YOUR INSTRUCTIONS
Pictures stay out of the copy; output exactly the lines from the one containing "target | railway track" through the end of the material.

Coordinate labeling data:
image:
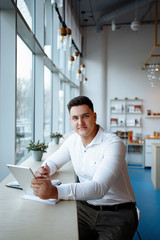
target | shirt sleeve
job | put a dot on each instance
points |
(103, 179)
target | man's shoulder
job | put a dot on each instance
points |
(108, 136)
(71, 137)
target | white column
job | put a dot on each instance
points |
(39, 96)
(55, 102)
(7, 89)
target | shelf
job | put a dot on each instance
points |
(126, 100)
(126, 126)
(127, 113)
(152, 116)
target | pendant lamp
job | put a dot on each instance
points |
(61, 38)
(71, 63)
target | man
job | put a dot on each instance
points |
(106, 202)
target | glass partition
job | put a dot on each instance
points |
(47, 102)
(24, 104)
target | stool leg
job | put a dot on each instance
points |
(139, 235)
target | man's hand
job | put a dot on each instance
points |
(44, 189)
(43, 172)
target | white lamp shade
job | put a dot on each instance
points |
(135, 25)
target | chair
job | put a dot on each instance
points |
(139, 215)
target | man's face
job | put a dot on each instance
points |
(83, 120)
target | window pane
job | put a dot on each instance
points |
(24, 114)
(48, 28)
(47, 102)
(61, 108)
(26, 7)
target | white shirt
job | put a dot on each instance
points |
(100, 166)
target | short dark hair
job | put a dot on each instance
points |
(80, 100)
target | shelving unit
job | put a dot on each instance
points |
(126, 115)
(135, 155)
(152, 116)
(126, 122)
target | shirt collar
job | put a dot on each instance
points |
(97, 139)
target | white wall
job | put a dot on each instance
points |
(119, 71)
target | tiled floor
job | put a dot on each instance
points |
(148, 201)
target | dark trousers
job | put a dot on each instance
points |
(106, 225)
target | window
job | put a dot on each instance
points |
(47, 102)
(61, 108)
(24, 106)
(26, 8)
(48, 28)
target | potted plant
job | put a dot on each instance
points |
(37, 149)
(56, 136)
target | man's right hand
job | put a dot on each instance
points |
(43, 172)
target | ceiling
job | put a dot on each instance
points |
(101, 13)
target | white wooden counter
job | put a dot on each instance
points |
(27, 220)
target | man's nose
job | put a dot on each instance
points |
(80, 120)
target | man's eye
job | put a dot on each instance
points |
(74, 118)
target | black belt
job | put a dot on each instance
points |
(117, 207)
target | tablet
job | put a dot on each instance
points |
(24, 176)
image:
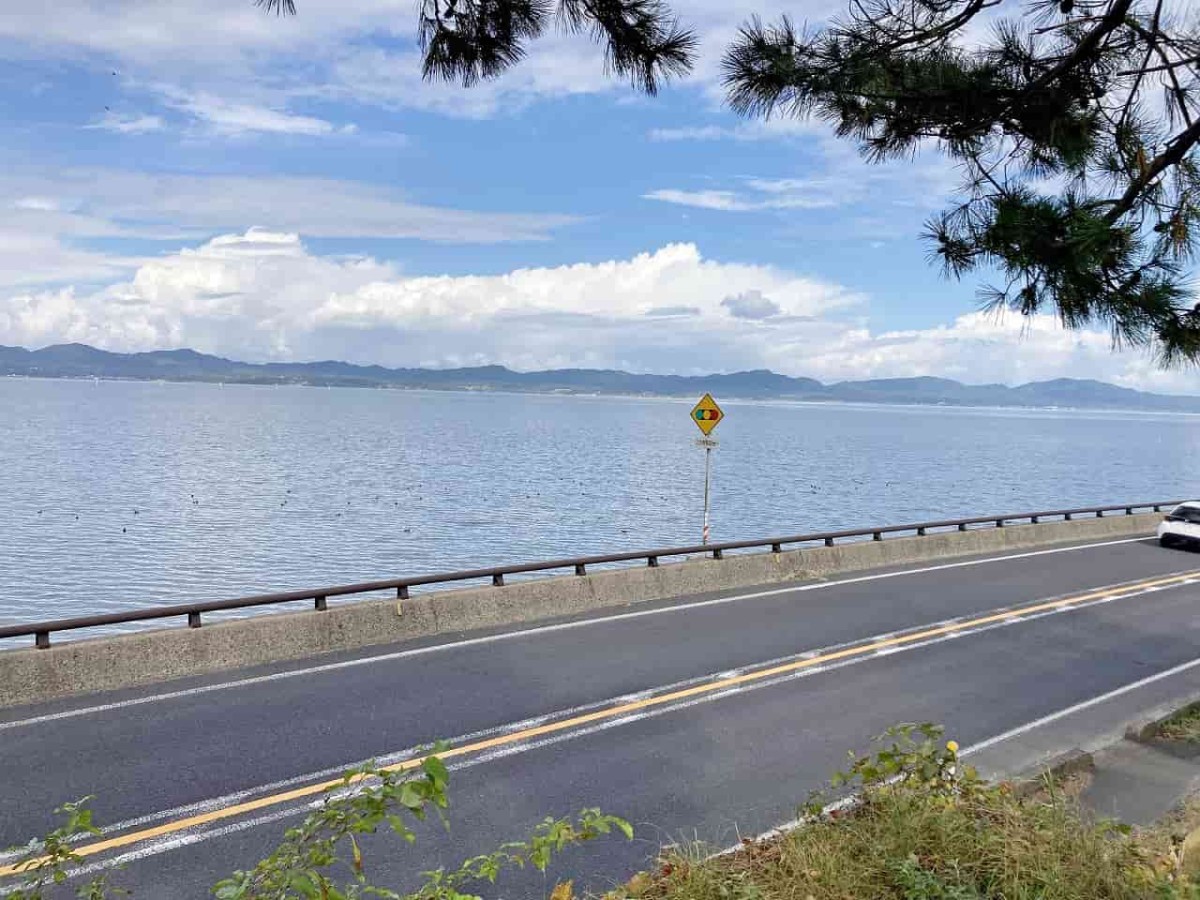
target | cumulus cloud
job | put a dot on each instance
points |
(231, 118)
(751, 305)
(262, 295)
(127, 124)
(47, 220)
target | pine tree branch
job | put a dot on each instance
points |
(1174, 154)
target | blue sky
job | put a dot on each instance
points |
(201, 173)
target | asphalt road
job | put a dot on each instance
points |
(705, 718)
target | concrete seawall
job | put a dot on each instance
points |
(72, 669)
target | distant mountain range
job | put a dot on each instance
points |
(75, 360)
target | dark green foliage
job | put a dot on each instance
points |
(1075, 125)
(469, 41)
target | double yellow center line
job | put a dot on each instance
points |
(660, 700)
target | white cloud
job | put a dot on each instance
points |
(361, 51)
(228, 118)
(775, 129)
(127, 124)
(724, 201)
(838, 177)
(261, 295)
(47, 219)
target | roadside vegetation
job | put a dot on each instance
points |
(1183, 726)
(921, 826)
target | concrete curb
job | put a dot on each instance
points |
(1072, 762)
(88, 666)
(1145, 729)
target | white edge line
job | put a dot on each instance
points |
(199, 834)
(528, 631)
(779, 831)
(569, 712)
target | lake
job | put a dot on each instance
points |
(121, 495)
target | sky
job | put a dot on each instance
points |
(199, 173)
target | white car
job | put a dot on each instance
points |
(1181, 526)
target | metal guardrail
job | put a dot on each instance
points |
(41, 631)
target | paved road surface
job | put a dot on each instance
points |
(709, 717)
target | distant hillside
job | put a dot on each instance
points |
(77, 360)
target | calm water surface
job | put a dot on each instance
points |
(121, 495)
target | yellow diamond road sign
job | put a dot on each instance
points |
(707, 414)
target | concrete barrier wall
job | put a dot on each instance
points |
(71, 669)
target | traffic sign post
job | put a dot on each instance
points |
(707, 417)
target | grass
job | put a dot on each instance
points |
(1182, 726)
(925, 831)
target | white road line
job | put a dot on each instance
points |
(1078, 708)
(531, 631)
(991, 742)
(199, 835)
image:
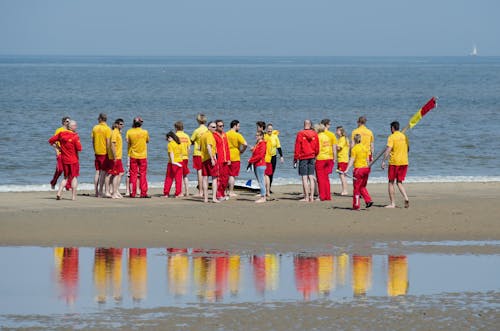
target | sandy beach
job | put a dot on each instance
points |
(438, 212)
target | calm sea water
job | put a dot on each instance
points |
(458, 141)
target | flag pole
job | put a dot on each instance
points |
(411, 123)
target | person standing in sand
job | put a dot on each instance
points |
(208, 148)
(115, 158)
(186, 145)
(69, 143)
(359, 159)
(237, 146)
(137, 140)
(195, 140)
(305, 152)
(366, 136)
(397, 152)
(101, 135)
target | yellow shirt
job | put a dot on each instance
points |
(137, 139)
(196, 137)
(100, 133)
(235, 140)
(177, 149)
(366, 136)
(343, 153)
(116, 139)
(360, 154)
(185, 142)
(207, 139)
(399, 144)
(325, 147)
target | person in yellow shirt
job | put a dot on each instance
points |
(366, 134)
(359, 159)
(342, 157)
(237, 146)
(186, 145)
(116, 170)
(397, 149)
(208, 148)
(101, 135)
(175, 151)
(195, 140)
(137, 140)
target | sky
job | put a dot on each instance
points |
(250, 28)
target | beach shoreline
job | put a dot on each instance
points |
(438, 212)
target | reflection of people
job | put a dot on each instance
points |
(306, 150)
(69, 143)
(237, 146)
(397, 282)
(359, 159)
(258, 160)
(137, 140)
(101, 135)
(397, 152)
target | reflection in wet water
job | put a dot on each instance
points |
(89, 279)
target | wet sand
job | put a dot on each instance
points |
(438, 212)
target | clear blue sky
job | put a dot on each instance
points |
(251, 27)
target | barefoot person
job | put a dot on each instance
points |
(306, 150)
(397, 152)
(69, 143)
(258, 160)
(237, 146)
(360, 159)
(101, 135)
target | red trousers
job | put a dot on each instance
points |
(173, 173)
(361, 175)
(222, 180)
(138, 166)
(323, 168)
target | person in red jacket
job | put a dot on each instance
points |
(306, 150)
(69, 144)
(258, 160)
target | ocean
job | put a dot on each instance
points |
(456, 142)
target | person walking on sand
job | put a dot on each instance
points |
(137, 140)
(237, 146)
(175, 152)
(360, 160)
(366, 136)
(342, 157)
(101, 135)
(59, 168)
(258, 160)
(186, 145)
(305, 152)
(397, 151)
(116, 170)
(208, 148)
(195, 140)
(70, 146)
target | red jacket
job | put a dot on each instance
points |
(306, 145)
(259, 154)
(70, 145)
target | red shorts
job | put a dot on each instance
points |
(397, 173)
(269, 169)
(342, 166)
(197, 164)
(210, 170)
(71, 170)
(185, 167)
(234, 168)
(115, 167)
(101, 162)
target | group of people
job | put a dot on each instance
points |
(217, 154)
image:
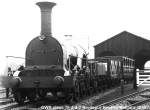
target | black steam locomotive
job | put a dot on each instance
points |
(51, 66)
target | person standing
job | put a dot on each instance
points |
(9, 74)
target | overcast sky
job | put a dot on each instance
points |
(97, 20)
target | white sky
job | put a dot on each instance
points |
(96, 19)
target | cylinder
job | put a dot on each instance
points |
(46, 9)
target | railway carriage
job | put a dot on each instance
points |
(51, 66)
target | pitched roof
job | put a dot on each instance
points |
(123, 33)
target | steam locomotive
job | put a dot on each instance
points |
(51, 66)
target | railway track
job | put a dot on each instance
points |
(131, 101)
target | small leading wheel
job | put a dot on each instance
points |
(76, 92)
(19, 97)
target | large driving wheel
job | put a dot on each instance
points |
(31, 96)
(42, 93)
(19, 97)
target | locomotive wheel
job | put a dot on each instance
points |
(76, 92)
(31, 96)
(42, 93)
(19, 97)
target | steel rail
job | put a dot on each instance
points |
(122, 98)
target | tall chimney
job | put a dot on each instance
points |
(46, 9)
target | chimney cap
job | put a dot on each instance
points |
(45, 4)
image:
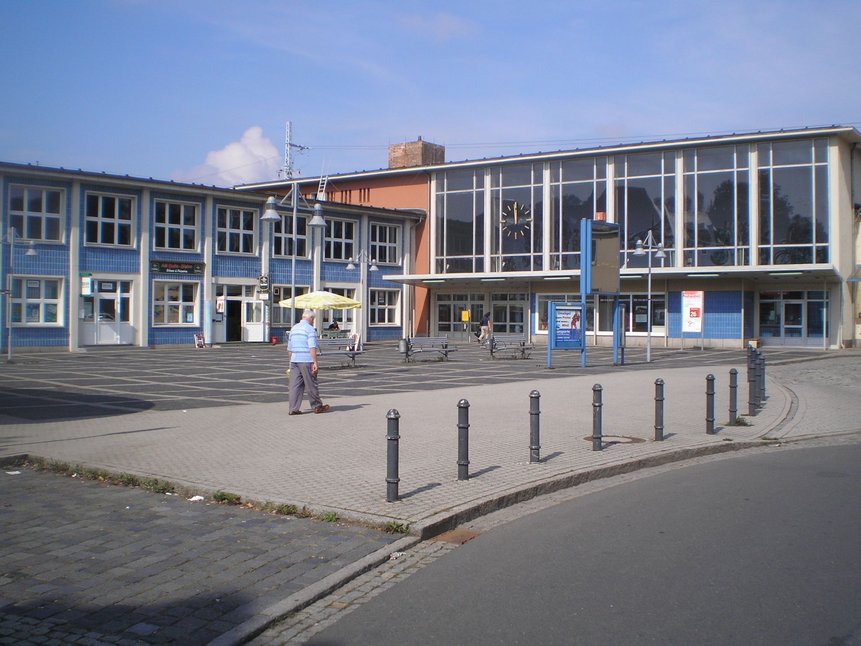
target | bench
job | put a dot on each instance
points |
(347, 346)
(428, 344)
(516, 343)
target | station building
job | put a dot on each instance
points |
(765, 225)
(92, 259)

WORKED SOLUTION
target | railway track
job | put a dot on each instance
points |
(131, 101)
target | small leading wheel
job | put a dot on each instance
points |
(76, 92)
(19, 97)
target | large driving wheel
job | put a dot on each instance
points |
(31, 96)
(42, 93)
(19, 97)
target | locomotive wheel
job | put a dot on each instance
points |
(76, 92)
(31, 96)
(42, 93)
(19, 97)
target | steel rail
job | put a dot on each instance
points |
(122, 98)
target | tall chimney
job | put a dot on each instance
points |
(46, 9)
target | chimney cap
job | put a dot on each instance
points |
(45, 4)
image:
target | bench
job | put a dot on each instance
points |
(347, 346)
(428, 344)
(516, 343)
target | station building
job | put a dot on each instance
points |
(765, 225)
(92, 259)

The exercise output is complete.